> [Reading text]:
# Idaho Retriever Club



## BonMallari (Feb 7, 2008)

the first test in the Open got scrapped already, reports are that the judges were worried about the sun ....only 54 starters they should have little problem getting through at least one and possible a second series...


----------



## Troopers Mom (Nov 19, 2005)

In the Qual, there are 13 dogs back to the water blind. They are as follows:
2-3-5-7-9-10-15-16-18-19-24-25-26
Good luck everyone and special good luck to Rainy #10. Make your Dad happy because today is his birthday!!!!  Happy Birthday Gale!!

Arleen


----------



## BonMallari (Feb 7, 2008)

the first series in the Open as described to me:

the dog/handler are perched on top of a hill with an irrigation ditch with flowing water down below..the test is a triple with all the birds thrown left to right. the first two are tight and to the left the flyer thrown wide right into an alfalfa field..the dogs go down the hill and do an angled entry into the ditch...on on of the birds (sorry cant remember which one) the dog must fight through tules and cattails emerge on the other side and find the original line and the bird...there was also an honor included

Nola ran about 12:30 PST and she was about the 20th dog, they are going to have to pick it up to finish the first test today, and it appears that a land blind will be next


----------



## Troopers Mom (Nov 19, 2005)

Callbacks to the 4th series in the qual will be 7 dogs.

2 - 10 - 16 - 19 - 24 - 25 - 26

Arleen


----------



## speedy (Oct 24, 2005)

18 open dogs back to land blind which just started
Sorry dont have callbacks


----------



## JeffLusk (Oct 23, 2007)

speedy said:


> 18 open dogs back to land blind which just started
> Sorry dont have callbacks


54 to 18!!! wow


----------



## Troopers Mom (Nov 19, 2005)

Qual Results:

1. #16 Wood River's Little Diesel O/H Bill Fruehling
2. #25 Rockliff's Justdoit O/H Paul Foster
3. #10 Wasatch's Red Desert Rainy O/H Gale Mettenbrink
4. #19 Shaken-Not Stirred (O) Jon & Carol Knapp (H) Linda Harger

No RJ and no J's Congratulations to all placers.

Arleen


----------



## BonMallari (Feb 7, 2008)

Troopers Mom said:


> Qual Results:
> *
> 1. #16 Wood River's Little Diesel O/H Bill Fruehling*
> 2. #25 Rockliff's Justdoit O/H Paul Foster
> ...

> [To be done]: Extend the Idaho Retriever Club forum thread, picking up after its final line.

> [Material]:
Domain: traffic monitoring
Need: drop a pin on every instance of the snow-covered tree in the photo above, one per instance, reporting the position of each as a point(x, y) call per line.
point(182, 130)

> [Result]:
Turbo is from the breeding of Shaq to FC AFC Citori's Accept No Substitute...the breeders Lynn and Michael Moore....nice connections


----------



## Judy Myers (Feb 15, 2009)

Congrats to Gale and Rainy. A colored ribbon makes such a nice birthday present.


----------



## Annette (Mar 21, 2004)

Congratulations to all those that placed in the Qual.


----------



## BonMallari (Feb 7, 2008)

JeffLusk said:


> 54 to 18!!! wow



that's nothing...they came back with 5 dogs for the third series...

on to amateur I guess


----------



## Troopers Mom (Nov 19, 2005)

BonMallari said:


> that's nothing...they came back with 5 dogs for the third series...
> 
> on to amateur I guess


Wow! Are all dogs having a bad day? Is the test just too difficult? And could we possibly see no one finishing today? It will be interesting to see how this all plays out. 

Arleen


----------



## BonMallari (Feb 7, 2008)

Troopers Mom said:


> Wow! Are all dogs having a bad day? Is the test just too difficult? And could we possibly see no one finishing today? It will be interesting to see how this all plays out.
> 
> Arleen


that's exactly what we were thinking, if any of the five picks up they may have only a couple left for the water marks...would love to be at the tailgate and hear some of the comments from those that were dropped...;-)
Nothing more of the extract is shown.